++++ Textauszug

Adenoide

Zusammenfassung

  • Definition:Hyperplastische adenoide Vegetationen („Polypen“), die im Lymphgewebe im Nasen-Rachen-Raum bestehen.
  • Häufigkeit:Schätzungsweise 20 % aller Kinder haben rezidivierende Atemwegsinfektionen, bei vielen besteht ein Zusammenhang mit adenoider Hyperplasie.
  • Symptome:Zu den typischen Symptomen gehören die Nasenatmungsbehinderung, Mundatmung, nasale Stimme (Rhinolalia clausa), nächtliches Husten, Schnarchen und unruhiger Schlaf.
  • Befunde:Klinische Befunde sind ein offener Mund (typischer Gesichtsausdruck) und vergrößerte Lymphknoten.
  • Diagnostik:Nachweis durch posteriore Rhinoskopie. Als ergänzende Untersuchungen sind ggf. eine Audiometrie, Tympanometrie, allergologische Diagnostik, Schlafapnoediagnostik und Sprachentwicklungsdiagnostik angezeigt.

++++++++
++++ Auszüge der Einträge

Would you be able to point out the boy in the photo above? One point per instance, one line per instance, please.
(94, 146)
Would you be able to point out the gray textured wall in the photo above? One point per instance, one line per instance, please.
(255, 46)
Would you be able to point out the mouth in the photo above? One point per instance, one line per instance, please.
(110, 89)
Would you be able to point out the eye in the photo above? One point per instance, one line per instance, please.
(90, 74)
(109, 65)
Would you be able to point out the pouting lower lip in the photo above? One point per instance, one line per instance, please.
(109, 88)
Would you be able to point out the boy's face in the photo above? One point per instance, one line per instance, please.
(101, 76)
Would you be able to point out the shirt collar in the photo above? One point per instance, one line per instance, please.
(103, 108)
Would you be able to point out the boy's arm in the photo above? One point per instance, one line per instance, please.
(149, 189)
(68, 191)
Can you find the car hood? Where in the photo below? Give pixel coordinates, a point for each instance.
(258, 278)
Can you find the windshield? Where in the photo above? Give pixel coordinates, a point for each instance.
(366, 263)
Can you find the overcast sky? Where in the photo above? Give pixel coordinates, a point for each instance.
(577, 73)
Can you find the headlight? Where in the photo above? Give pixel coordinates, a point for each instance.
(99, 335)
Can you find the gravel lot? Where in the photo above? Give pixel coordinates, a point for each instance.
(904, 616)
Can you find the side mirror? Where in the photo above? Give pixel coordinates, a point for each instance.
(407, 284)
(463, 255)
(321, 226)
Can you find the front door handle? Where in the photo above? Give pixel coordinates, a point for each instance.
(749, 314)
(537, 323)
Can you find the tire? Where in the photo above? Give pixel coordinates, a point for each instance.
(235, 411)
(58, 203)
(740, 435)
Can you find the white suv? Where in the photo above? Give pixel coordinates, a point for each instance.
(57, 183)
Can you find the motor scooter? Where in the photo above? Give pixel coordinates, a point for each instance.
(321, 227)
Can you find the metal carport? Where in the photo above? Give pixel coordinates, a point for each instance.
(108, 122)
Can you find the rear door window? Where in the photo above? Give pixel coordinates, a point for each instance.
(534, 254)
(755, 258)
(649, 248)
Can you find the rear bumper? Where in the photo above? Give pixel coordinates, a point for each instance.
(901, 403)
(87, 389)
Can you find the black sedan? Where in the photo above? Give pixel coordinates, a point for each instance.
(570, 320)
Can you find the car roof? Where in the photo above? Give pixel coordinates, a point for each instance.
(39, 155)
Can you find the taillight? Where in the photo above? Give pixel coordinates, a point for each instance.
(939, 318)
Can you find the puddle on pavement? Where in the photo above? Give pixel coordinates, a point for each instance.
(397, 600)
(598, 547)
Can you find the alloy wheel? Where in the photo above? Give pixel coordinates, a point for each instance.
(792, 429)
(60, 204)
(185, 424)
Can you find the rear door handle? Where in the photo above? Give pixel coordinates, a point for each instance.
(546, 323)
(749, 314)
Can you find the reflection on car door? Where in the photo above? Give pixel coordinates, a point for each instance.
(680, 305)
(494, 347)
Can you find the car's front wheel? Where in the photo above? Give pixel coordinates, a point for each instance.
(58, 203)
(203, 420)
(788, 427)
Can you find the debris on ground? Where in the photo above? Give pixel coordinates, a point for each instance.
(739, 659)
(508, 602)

++++++++

- [Aufgaben]:
**a)** Fassen Sie den Text über Adenoide in zwei Sätzen zusammen.
**b)** Greifen Sie den Text über Adenoide nach seinem letzten Satz wieder auf und führen Sie ihn fort.

- [Antworten je Eintrag]:
**a)** Adenoide sind hyperplastische adenoide Vegetationen („Polypen“) im Lymphgewebe des Nasen-Rachen-Raums, zu deren typischen Symptomen Nasenatmungsbehinderung, Mundatmung, nasale Stimme, nächtliches Husten, Schnarchen und unruhiger Schlaf gehören. Der Nachweis erfolgt durch posteriore Rhinoskopie, ergänzt gegebenenfalls durch Audiometrie, Tympanometrie sowie allergologische, Schlafapnoe- und Sprachentwicklungsdiagnostik.

**b)**
  • Therapie:Bei leichteren Beschwerden abwartendes Beobachten, bei starken Beschwerden eine Adenotomie.

Allgemeine Informationen

Definition

  • Bei adenoiden Vegetationen („Polypen“) handelt es sich um eine Hyperplasie der Rachenmandel im oberen und hinteren Bereich des Nasen-Rachen-Raumes.1
  • Hierunter kommt es zu einer mechanischen Obstruktion und konsekutiver rezidivierender Entzündung im Nasenrachenraum, was verschiedene Erkrankungen im Hals-Nasen-Ohren-Bereich und im gesamten Organismus zur Folge haben kann.1
    • Adenoide gelten als häufigste Ursache für das obstruktive Schlafapnoe-Syndrom im Kindesalter.2
    • Nasenatmungsbehinderung mit Malokklusion und Mundatmung („Facies Adenoidea“)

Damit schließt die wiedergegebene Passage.